◆ PROBLEM DETAILS
In the records below, find the line with "Q: Mark the exact bounding box of the red"; retype that line and all the following lines through the end, exactly, and add nothing.

◆ SOURCE MATERIAL
----

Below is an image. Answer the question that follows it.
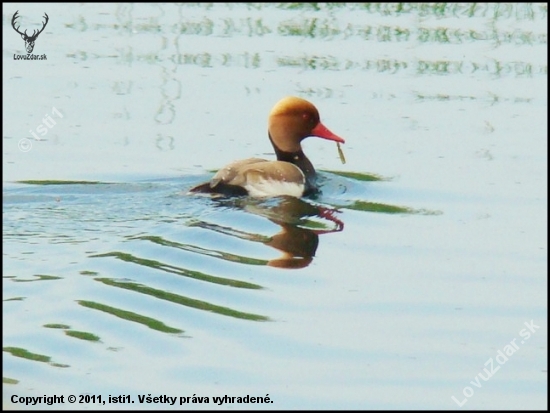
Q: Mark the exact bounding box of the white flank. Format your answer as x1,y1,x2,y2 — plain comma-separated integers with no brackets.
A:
245,179,304,198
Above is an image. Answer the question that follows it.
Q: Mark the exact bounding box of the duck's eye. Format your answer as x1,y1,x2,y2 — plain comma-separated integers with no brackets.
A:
302,113,310,120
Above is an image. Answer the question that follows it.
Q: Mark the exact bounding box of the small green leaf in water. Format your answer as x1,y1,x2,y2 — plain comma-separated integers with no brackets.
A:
324,170,388,181
64,330,101,342
337,142,346,164
79,270,98,276
3,297,26,302
3,377,19,385
49,363,70,368
43,324,70,329
336,200,442,215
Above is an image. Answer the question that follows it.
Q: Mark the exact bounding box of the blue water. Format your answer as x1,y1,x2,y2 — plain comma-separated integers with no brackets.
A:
3,3,547,410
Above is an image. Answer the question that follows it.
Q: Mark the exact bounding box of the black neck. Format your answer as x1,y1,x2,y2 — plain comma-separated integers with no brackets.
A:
269,134,318,195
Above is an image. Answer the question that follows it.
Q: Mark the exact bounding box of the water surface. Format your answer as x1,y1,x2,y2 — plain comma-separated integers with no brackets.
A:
3,3,547,410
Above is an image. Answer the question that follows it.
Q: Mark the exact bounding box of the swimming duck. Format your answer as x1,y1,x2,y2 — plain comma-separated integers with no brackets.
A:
189,96,345,198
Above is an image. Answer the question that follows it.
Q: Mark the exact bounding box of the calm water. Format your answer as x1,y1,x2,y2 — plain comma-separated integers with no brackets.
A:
3,2,547,410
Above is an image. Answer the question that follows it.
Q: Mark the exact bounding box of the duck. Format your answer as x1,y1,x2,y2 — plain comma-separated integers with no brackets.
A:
188,96,345,198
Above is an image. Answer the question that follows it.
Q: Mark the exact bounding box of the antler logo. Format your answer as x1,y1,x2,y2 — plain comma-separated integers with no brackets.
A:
12,10,49,54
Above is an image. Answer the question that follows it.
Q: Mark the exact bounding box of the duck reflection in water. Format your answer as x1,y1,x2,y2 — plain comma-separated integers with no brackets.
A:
190,195,343,269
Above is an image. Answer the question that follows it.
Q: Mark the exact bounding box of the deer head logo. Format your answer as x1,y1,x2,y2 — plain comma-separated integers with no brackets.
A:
12,10,49,54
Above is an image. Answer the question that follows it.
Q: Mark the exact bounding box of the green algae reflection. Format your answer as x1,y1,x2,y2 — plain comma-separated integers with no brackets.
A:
4,297,25,302
17,180,109,185
94,278,269,322
11,274,62,282
322,170,442,215
3,347,69,368
65,330,101,342
43,323,70,329
129,235,268,267
3,347,50,363
334,200,442,215
3,377,19,385
323,170,388,182
91,251,262,290
43,324,101,342
77,300,184,334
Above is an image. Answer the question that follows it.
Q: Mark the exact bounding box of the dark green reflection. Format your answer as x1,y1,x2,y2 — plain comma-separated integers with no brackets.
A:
16,180,109,185
43,323,101,342
336,200,414,214
2,347,68,367
64,330,101,342
129,235,268,266
80,270,99,276
323,170,388,182
90,251,262,290
334,200,441,215
43,324,70,329
94,277,269,322
321,171,441,214
11,274,62,282
3,377,19,384
3,347,50,363
77,300,184,334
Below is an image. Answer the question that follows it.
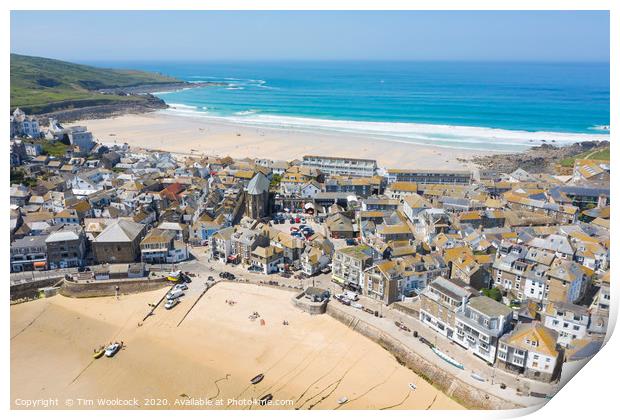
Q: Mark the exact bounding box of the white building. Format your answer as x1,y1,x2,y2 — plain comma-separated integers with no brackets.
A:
302,155,377,177
542,301,589,347
497,322,560,382
68,126,95,155
454,296,514,364
10,108,40,138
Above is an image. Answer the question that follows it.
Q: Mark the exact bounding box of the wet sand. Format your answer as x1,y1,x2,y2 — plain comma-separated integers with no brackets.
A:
11,282,462,410
73,112,489,170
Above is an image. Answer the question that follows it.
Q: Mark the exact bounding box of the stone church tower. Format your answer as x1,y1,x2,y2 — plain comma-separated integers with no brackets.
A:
245,172,271,219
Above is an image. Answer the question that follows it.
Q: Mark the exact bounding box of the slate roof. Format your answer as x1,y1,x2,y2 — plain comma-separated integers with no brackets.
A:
93,219,144,243
247,172,270,195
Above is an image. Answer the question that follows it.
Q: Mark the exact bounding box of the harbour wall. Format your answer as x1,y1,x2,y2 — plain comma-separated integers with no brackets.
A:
325,303,522,410
60,277,169,298
291,291,328,314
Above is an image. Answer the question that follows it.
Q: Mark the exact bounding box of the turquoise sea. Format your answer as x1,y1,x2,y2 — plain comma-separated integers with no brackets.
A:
93,61,610,152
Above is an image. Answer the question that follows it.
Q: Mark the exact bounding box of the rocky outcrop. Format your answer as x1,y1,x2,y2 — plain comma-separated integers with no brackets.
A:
467,141,608,174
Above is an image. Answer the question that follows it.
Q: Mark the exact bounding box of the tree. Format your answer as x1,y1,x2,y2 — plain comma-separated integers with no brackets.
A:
481,287,503,302
269,173,282,188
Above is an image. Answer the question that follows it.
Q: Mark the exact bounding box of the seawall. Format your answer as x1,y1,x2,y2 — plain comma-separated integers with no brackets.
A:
326,303,522,410
60,277,169,298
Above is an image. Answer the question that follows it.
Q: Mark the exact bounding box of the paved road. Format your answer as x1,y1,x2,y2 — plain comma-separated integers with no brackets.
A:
177,246,564,407
328,298,559,407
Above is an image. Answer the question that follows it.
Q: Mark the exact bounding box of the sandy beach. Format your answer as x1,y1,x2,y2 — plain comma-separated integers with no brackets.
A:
73,112,491,170
11,282,462,410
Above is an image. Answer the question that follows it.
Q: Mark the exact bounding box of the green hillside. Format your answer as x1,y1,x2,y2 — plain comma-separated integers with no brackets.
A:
10,54,180,114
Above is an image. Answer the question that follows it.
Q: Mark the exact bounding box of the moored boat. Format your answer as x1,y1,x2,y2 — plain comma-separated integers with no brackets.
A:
93,347,105,359
250,373,264,384
259,394,273,405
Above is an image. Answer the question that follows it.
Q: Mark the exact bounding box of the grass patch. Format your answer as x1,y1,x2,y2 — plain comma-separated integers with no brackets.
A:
41,141,69,157
559,147,610,168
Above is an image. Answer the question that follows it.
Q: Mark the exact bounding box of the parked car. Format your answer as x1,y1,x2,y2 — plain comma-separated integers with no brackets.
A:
344,291,359,301
419,336,433,347
104,342,121,357
165,298,180,310
167,289,185,300
395,321,411,332
173,283,188,291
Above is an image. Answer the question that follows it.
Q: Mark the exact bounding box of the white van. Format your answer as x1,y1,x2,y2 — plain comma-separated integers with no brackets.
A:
344,291,359,301
166,289,185,300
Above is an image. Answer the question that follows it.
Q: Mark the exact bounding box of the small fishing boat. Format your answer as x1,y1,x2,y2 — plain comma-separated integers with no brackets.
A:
93,347,105,359
431,347,464,370
337,396,348,404
259,394,273,405
471,373,486,382
250,374,264,385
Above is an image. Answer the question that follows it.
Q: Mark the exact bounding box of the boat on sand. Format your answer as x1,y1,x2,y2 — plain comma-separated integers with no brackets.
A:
250,373,264,385
259,394,273,405
93,346,105,359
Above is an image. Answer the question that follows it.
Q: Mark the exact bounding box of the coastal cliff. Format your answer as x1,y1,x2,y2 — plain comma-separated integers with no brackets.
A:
10,54,221,121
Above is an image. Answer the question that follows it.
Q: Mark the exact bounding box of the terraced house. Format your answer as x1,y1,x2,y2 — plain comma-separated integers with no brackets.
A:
140,228,188,263
332,245,374,291
419,276,478,339
497,322,561,382
454,295,514,364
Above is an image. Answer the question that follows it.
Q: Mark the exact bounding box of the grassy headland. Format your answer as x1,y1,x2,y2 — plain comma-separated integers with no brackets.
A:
10,53,180,115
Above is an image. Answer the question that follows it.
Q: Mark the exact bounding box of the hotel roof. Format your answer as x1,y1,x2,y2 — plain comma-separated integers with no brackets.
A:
387,168,472,175
303,155,377,164
467,296,512,318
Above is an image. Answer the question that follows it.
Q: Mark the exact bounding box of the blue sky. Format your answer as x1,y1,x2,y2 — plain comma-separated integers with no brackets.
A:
10,10,609,62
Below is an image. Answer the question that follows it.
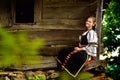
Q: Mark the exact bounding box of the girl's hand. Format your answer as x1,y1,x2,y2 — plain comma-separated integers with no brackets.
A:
74,47,83,52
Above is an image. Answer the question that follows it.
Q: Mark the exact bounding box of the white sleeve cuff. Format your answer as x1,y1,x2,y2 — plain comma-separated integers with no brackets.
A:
82,47,86,50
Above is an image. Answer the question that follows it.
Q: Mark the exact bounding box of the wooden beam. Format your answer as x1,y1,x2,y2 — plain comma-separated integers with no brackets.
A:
96,0,103,59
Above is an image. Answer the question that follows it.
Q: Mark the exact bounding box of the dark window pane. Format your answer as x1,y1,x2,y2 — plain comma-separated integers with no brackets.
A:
15,0,34,23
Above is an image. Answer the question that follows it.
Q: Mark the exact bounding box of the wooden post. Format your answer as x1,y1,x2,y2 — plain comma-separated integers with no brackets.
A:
96,0,103,59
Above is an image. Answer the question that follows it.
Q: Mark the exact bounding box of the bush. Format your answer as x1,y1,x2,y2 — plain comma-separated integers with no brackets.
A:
102,0,120,79
0,25,45,66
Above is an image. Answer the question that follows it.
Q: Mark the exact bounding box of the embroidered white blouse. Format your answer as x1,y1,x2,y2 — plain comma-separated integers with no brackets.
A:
79,30,98,57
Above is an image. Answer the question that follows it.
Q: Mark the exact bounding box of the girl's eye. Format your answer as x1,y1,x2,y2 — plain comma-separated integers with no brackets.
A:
87,21,91,23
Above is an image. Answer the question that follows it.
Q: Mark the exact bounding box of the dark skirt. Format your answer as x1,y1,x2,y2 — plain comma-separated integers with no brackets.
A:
57,47,89,77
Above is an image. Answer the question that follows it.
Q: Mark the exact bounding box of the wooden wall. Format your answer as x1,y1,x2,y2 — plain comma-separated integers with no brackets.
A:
0,0,11,26
0,0,99,69
1,0,97,30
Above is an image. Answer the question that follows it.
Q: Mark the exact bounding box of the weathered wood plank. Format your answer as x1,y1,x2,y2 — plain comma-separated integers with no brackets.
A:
42,0,97,20
9,24,86,30
39,46,75,56
43,1,94,7
34,0,42,23
10,29,84,41
0,0,11,26
41,19,85,26
6,56,57,70
43,7,90,19
46,40,78,46
27,30,82,41
6,56,106,71
43,0,92,7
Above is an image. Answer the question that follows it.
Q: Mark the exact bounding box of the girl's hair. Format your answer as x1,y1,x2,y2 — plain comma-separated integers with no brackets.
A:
88,16,96,30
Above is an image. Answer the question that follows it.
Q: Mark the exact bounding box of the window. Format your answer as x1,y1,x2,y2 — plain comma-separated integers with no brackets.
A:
15,0,34,23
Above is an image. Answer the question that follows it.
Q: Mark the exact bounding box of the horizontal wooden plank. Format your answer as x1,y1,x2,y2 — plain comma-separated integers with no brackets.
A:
43,0,90,3
43,1,97,7
28,29,82,39
6,56,58,70
10,29,84,42
39,46,75,56
46,40,78,46
43,7,91,19
43,0,94,6
9,24,86,30
5,56,106,70
41,19,85,26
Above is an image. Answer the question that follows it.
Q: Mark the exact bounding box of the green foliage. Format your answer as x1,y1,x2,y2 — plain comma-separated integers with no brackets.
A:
102,0,120,79
103,0,120,52
0,26,45,66
105,64,120,80
77,71,93,80
58,71,93,80
28,75,46,80
58,71,75,80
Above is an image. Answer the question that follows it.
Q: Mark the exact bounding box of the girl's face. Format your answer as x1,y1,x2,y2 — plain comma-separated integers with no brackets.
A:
85,18,95,30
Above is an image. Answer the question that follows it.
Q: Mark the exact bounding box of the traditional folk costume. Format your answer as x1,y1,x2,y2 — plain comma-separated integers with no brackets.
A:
57,29,98,77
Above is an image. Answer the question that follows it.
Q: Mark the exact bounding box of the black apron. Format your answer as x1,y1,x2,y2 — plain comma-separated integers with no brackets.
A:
57,31,90,77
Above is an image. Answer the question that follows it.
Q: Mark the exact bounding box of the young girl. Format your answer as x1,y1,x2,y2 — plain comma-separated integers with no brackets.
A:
57,16,98,77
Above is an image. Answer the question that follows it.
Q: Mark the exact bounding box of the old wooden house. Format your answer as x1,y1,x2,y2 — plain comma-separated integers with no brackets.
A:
0,0,105,70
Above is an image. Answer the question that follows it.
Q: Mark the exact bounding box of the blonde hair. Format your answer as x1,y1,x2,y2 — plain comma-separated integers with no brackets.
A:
89,16,96,24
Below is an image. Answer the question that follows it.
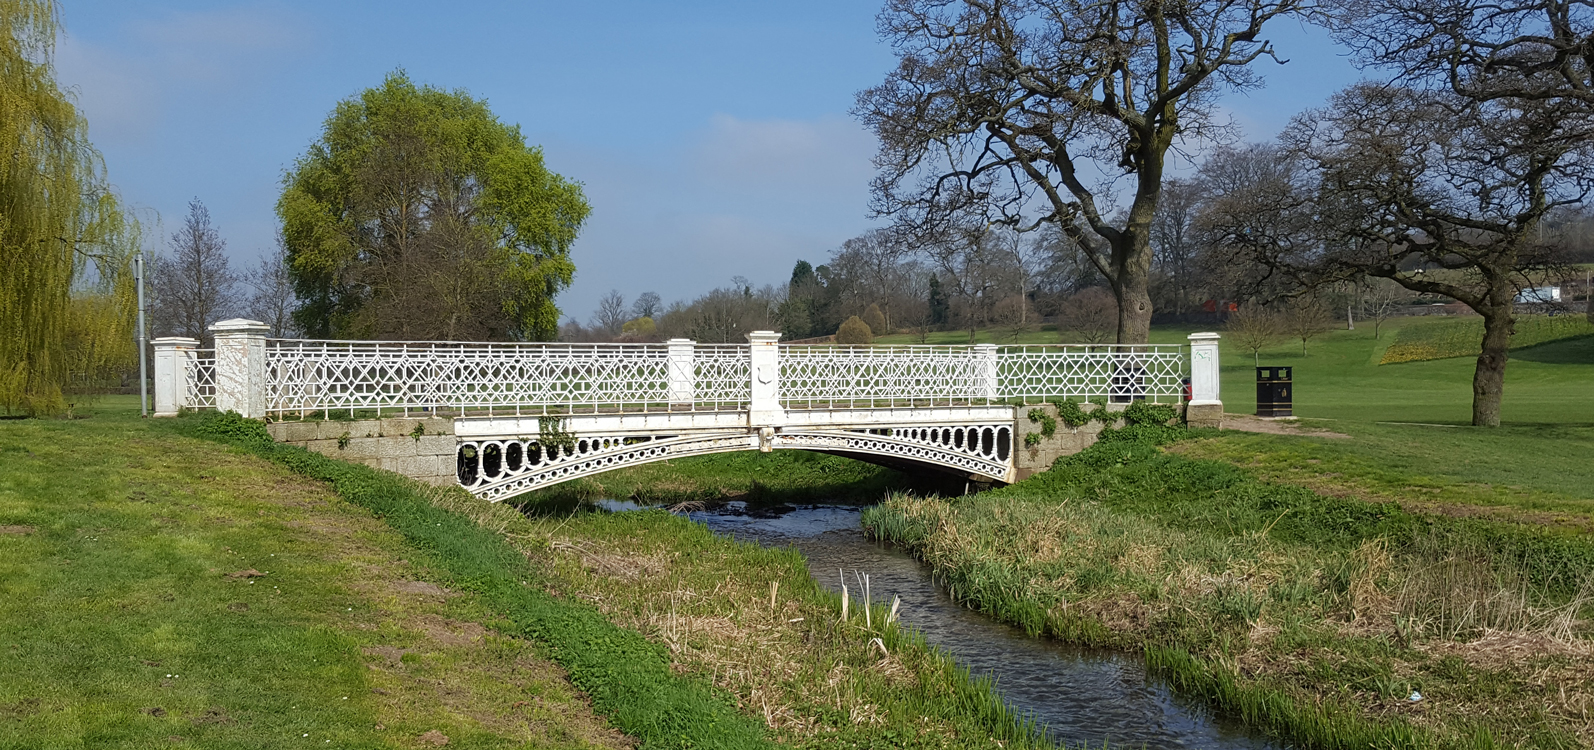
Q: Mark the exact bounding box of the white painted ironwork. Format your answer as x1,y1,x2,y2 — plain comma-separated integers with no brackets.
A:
458,417,1015,502
185,349,217,410
996,345,1186,404
260,340,752,418
176,332,1194,418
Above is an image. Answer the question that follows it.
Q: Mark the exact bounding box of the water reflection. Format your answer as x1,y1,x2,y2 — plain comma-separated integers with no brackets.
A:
597,500,1278,750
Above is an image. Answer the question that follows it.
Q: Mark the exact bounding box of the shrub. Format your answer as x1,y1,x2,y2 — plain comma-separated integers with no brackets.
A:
836,315,873,345
861,304,888,336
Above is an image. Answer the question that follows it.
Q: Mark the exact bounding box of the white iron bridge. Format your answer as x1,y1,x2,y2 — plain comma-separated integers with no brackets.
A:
154,322,1223,501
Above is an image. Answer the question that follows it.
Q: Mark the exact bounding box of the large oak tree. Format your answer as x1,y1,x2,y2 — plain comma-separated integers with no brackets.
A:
855,0,1311,343
279,71,590,341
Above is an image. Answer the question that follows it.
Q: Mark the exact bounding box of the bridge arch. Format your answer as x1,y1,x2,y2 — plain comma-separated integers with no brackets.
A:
458,423,1014,503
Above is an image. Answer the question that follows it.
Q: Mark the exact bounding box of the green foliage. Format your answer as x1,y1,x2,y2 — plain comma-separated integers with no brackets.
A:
836,315,874,345
1053,399,1092,428
621,315,656,338
862,303,888,336
1026,408,1056,438
183,416,774,749
1381,314,1594,364
1123,400,1179,426
1,0,141,414
278,70,589,340
536,415,576,452
193,410,272,445
1023,432,1042,447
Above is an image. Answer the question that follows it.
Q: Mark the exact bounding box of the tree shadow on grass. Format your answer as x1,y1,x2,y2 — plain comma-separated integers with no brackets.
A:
1510,334,1594,365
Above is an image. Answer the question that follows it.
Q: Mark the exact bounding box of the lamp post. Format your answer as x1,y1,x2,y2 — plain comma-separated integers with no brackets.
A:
135,252,148,417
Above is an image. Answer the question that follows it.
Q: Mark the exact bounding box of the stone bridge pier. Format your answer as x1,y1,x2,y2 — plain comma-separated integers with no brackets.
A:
160,323,1222,502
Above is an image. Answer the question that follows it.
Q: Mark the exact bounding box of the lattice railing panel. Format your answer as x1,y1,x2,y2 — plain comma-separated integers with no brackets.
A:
689,345,752,406
185,350,217,409
996,346,1185,403
265,340,681,417
242,338,1188,418
779,345,988,408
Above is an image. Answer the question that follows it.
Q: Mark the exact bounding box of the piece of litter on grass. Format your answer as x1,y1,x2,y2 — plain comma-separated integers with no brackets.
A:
1408,690,1423,702
787,617,804,623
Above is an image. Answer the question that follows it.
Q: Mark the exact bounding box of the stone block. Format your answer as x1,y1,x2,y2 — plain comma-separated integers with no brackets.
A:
1186,403,1224,429
378,454,455,478
333,438,385,461
300,439,342,456
373,436,425,459
413,434,457,456
317,420,363,440
268,421,320,443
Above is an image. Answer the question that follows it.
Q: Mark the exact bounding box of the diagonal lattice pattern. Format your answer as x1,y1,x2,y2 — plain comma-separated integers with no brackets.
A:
779,345,990,408
262,340,753,417
182,338,1188,416
184,350,218,409
996,346,1185,402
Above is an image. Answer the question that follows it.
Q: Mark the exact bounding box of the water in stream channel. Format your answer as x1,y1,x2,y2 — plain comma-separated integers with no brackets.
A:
597,499,1279,750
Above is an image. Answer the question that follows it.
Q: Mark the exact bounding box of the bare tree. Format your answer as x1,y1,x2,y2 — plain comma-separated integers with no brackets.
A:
928,230,1019,342
150,199,238,344
245,237,299,338
1360,278,1406,340
1284,296,1334,355
1317,0,1594,425
1287,84,1591,425
1057,287,1117,347
857,0,1310,344
1226,304,1285,366
631,291,662,320
1151,179,1203,316
593,289,627,337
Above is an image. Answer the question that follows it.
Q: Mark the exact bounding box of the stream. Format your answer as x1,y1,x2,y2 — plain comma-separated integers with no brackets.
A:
598,499,1279,750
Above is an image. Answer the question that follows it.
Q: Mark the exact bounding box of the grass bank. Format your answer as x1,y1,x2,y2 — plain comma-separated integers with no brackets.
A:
183,411,1055,749
0,397,628,748
1379,315,1594,364
863,424,1594,749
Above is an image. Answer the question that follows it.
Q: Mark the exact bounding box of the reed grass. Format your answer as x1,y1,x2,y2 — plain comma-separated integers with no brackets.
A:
864,425,1594,749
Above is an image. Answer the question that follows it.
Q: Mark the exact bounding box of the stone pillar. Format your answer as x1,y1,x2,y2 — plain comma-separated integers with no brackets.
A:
151,337,199,417
1186,332,1223,428
667,338,695,406
974,343,999,402
210,319,271,418
747,330,786,427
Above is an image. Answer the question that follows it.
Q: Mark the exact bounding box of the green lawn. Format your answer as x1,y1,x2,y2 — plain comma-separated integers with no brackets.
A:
879,319,1594,425
0,397,625,749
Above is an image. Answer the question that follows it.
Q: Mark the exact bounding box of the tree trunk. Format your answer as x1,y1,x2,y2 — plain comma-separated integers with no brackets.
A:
1111,231,1154,345
1471,303,1514,427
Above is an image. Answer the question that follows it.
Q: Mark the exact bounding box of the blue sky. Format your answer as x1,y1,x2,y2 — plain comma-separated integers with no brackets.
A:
55,1,1363,322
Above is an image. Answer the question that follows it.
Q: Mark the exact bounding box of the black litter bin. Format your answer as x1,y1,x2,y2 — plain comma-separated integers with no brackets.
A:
1256,366,1292,417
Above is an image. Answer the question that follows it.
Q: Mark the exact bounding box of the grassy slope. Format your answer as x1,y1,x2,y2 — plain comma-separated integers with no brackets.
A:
866,320,1594,748
865,426,1594,750
184,411,1054,750
879,319,1594,425
0,397,626,749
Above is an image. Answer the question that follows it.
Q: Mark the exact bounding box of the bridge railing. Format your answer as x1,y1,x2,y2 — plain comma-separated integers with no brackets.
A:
260,339,753,418
158,320,1210,419
776,343,1185,409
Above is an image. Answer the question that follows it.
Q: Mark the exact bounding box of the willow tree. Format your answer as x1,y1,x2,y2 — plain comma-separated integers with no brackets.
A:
1,0,139,415
278,71,591,341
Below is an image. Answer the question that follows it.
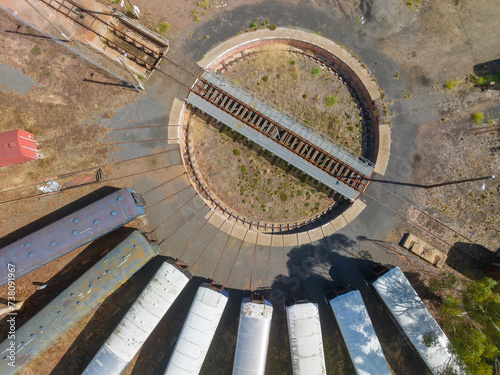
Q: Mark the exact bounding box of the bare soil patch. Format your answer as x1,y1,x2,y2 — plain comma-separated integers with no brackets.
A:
410,86,499,265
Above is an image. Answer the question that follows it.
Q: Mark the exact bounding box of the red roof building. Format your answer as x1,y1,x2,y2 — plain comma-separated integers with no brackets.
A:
0,129,38,168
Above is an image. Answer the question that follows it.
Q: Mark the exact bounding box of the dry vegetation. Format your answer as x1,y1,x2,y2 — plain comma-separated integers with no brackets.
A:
223,48,363,153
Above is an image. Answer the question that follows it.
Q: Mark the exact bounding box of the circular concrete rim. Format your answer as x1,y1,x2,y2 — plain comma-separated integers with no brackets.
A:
171,27,391,242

----

◆ RESPONSE TO THE TASK
Q: Mark the exact bounding box of the red roof building. Format your answer as x1,y1,x2,y2 — plain comma-separated integers with no brackets.
A:
0,129,38,168
Above is an image. Answer the question that follows it.
Q: Mark the exact bounding box of the dry vegetation. Format your answer as x1,y1,x2,y2 — plain comma-separated integers with no brackets.
A:
223,48,363,153
Above is an image. Answer the question that follows it.
Q: Mark the exact bounding box of the circular concrete rim. Format your answer as x1,y1,x2,y2 — plain comma-separated integers with no brackets.
A:
171,27,391,242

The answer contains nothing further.